* Problem to solve *
Could you return the lines below exactly, from the first line up to and including the line that holds "white motorboat, one"?

══ Provided data

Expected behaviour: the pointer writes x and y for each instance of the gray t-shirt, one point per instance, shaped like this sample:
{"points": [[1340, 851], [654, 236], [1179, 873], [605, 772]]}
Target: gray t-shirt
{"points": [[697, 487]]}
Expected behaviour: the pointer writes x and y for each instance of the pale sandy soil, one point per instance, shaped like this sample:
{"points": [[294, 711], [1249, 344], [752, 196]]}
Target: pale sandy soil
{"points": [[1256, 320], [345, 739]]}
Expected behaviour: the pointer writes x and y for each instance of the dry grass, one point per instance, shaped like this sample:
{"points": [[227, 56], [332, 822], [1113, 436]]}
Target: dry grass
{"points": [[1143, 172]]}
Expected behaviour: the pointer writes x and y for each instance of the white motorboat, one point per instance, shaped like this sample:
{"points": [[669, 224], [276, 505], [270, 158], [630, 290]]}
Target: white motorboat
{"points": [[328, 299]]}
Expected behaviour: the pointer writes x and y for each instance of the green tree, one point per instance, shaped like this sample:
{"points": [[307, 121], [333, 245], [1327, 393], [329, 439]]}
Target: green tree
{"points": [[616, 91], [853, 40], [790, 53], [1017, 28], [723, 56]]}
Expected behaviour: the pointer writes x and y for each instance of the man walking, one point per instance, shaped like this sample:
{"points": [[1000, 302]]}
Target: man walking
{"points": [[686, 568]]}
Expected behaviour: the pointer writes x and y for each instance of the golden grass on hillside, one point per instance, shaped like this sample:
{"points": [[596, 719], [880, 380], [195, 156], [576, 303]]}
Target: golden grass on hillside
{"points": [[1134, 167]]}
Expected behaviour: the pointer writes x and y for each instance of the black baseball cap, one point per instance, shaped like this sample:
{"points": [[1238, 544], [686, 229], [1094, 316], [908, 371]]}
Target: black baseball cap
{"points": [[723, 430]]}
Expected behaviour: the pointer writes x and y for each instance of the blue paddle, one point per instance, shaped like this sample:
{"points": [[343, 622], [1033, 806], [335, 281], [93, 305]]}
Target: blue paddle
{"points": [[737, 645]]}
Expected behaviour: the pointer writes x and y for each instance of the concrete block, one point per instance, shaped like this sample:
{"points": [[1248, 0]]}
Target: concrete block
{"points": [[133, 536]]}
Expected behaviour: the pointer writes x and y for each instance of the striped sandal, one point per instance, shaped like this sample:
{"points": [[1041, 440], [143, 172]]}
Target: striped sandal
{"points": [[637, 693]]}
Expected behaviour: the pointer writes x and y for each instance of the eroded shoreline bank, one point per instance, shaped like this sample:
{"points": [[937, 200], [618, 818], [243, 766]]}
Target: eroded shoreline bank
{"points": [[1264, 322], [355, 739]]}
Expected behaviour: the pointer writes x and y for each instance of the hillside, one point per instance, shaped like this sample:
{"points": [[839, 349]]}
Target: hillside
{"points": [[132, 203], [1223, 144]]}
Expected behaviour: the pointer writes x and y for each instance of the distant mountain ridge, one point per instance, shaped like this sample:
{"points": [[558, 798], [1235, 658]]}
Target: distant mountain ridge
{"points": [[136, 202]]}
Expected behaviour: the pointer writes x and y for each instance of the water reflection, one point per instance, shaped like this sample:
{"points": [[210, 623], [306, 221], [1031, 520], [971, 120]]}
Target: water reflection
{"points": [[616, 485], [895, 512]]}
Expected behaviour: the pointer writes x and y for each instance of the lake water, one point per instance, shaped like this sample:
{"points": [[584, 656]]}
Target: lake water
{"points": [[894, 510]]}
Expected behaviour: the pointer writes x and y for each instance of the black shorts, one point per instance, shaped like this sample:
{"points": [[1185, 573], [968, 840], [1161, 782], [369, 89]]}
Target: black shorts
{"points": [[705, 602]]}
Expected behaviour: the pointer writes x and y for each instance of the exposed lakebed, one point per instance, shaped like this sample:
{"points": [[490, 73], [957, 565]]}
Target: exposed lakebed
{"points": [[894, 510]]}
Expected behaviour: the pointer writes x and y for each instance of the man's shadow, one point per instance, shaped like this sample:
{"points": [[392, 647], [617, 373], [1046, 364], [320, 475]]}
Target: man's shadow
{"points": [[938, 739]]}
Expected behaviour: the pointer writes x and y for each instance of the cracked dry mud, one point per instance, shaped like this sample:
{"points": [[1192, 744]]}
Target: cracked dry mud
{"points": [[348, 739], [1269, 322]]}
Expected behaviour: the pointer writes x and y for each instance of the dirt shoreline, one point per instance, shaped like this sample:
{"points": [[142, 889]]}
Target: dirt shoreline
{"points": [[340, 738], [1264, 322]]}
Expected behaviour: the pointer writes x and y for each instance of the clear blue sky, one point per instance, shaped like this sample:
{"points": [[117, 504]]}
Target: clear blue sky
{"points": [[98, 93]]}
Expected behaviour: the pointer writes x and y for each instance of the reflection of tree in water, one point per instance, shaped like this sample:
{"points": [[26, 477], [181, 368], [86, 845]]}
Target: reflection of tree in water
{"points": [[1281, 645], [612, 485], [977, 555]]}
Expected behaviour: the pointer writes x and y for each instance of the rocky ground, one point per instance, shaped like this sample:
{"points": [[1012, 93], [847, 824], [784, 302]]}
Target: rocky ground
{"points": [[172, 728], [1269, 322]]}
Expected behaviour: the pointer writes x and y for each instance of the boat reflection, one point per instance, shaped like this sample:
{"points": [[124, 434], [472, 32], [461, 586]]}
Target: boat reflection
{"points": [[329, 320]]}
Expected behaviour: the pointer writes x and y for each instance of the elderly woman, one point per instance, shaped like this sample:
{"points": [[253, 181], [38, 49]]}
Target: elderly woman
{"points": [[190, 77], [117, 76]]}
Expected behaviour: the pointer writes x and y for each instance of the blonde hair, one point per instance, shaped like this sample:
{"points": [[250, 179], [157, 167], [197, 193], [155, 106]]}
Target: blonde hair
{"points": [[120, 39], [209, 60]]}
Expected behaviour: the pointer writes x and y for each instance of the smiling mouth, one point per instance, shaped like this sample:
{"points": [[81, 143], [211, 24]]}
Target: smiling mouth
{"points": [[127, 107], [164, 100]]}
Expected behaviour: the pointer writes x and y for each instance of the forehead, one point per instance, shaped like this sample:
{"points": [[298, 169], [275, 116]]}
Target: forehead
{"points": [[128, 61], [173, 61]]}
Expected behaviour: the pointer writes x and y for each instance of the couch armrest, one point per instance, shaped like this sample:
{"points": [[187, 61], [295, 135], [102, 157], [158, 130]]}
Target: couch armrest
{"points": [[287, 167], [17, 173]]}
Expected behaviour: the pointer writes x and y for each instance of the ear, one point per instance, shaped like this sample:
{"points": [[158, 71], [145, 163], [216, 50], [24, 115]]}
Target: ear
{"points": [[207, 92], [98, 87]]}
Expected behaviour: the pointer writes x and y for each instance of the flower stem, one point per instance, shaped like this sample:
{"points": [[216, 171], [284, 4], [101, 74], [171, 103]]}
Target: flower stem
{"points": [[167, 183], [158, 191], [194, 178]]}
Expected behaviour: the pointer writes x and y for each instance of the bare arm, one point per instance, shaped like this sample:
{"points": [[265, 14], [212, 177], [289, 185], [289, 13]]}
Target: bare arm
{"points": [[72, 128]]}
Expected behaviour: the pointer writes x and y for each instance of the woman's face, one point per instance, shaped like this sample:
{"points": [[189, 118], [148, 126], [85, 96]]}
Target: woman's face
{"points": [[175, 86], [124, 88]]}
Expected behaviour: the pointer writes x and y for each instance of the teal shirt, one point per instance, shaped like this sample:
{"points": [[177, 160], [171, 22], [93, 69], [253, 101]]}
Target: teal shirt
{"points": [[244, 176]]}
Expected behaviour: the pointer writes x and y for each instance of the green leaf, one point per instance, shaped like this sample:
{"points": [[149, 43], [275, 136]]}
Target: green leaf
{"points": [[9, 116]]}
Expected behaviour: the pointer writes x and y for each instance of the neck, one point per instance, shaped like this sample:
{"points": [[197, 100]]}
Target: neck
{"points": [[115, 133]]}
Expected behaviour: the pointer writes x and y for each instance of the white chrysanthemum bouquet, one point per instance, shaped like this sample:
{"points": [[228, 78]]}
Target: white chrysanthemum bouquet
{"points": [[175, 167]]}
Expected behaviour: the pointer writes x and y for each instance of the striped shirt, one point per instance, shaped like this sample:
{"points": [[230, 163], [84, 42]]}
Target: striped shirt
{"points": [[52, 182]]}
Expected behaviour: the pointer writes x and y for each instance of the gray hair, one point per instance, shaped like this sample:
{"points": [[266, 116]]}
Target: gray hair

════

* Answer to this task *
Expected behaviour: the pointer writes x and y for each instance of the gray t-shirt, one point per instance, shaped like this sample:
{"points": [[1340, 851], [654, 236], [1179, 873], [605, 772]]}
Target: gray t-shirt
{"points": [[697, 487]]}
Expected behaviour: the pointer writes x and y for each instance of the pale sandy soil, one point per instance, shaped like this sample:
{"points": [[294, 711], [1249, 344], [752, 196]]}
Target: pale sandy soil
{"points": [[1256, 320], [345, 739]]}
Expected behaviour: the pointer writes x and y for each instance of the dry grass, one point per instance, shaped like this sample:
{"points": [[227, 56], [332, 822], [1113, 436]]}
Target: dry grass
{"points": [[1143, 172]]}
Expected behaviour: the pointer writes x and y for each instance of the white motorboat, one point per instance, shaped like this sample:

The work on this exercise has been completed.